Source records:
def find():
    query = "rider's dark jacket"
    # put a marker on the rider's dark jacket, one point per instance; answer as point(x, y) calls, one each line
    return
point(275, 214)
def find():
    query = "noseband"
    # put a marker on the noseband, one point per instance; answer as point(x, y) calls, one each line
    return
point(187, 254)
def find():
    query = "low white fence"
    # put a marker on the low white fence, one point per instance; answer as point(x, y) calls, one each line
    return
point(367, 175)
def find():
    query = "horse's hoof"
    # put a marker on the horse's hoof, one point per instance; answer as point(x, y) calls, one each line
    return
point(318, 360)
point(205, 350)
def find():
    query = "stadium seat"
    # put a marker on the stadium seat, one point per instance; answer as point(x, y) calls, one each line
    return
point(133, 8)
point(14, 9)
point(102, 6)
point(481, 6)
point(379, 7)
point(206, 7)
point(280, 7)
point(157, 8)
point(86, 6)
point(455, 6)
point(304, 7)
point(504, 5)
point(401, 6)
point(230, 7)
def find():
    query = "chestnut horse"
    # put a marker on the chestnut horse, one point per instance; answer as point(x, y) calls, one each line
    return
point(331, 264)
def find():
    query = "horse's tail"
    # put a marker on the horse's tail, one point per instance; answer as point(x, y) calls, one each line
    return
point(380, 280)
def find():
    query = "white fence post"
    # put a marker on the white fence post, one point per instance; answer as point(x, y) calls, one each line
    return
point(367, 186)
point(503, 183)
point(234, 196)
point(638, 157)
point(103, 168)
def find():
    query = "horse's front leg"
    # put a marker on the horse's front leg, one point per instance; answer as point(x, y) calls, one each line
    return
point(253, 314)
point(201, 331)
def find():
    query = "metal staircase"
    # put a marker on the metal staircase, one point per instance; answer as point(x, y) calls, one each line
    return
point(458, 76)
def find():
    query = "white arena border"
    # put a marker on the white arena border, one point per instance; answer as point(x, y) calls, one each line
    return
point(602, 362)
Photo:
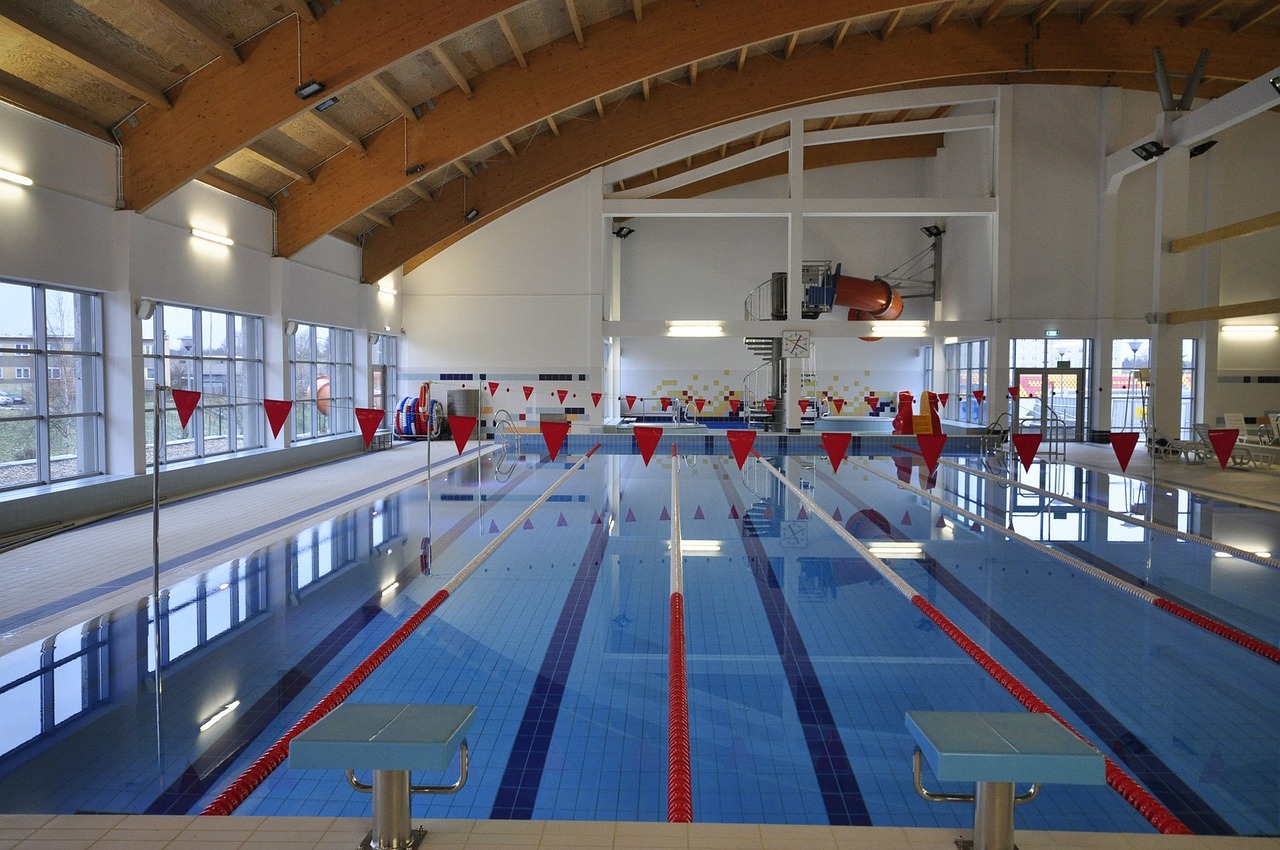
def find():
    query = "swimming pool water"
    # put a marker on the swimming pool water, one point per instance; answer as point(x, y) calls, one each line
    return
point(801, 658)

▶ WHAT YOU HAVE TO DO:
Rewrite the part of the material that runs from its first line through the line containing "point(275, 214)", switching "jacket" to "coat" and keeping everything else the same.

▶ RESULT FOR THIS EXERCISE:
def find():
    query = "rider's dark coat"
    # put a marker on the rider's dark coat, one point per instance; answer as point(x, y) calls, one each line
    return
point(275, 214)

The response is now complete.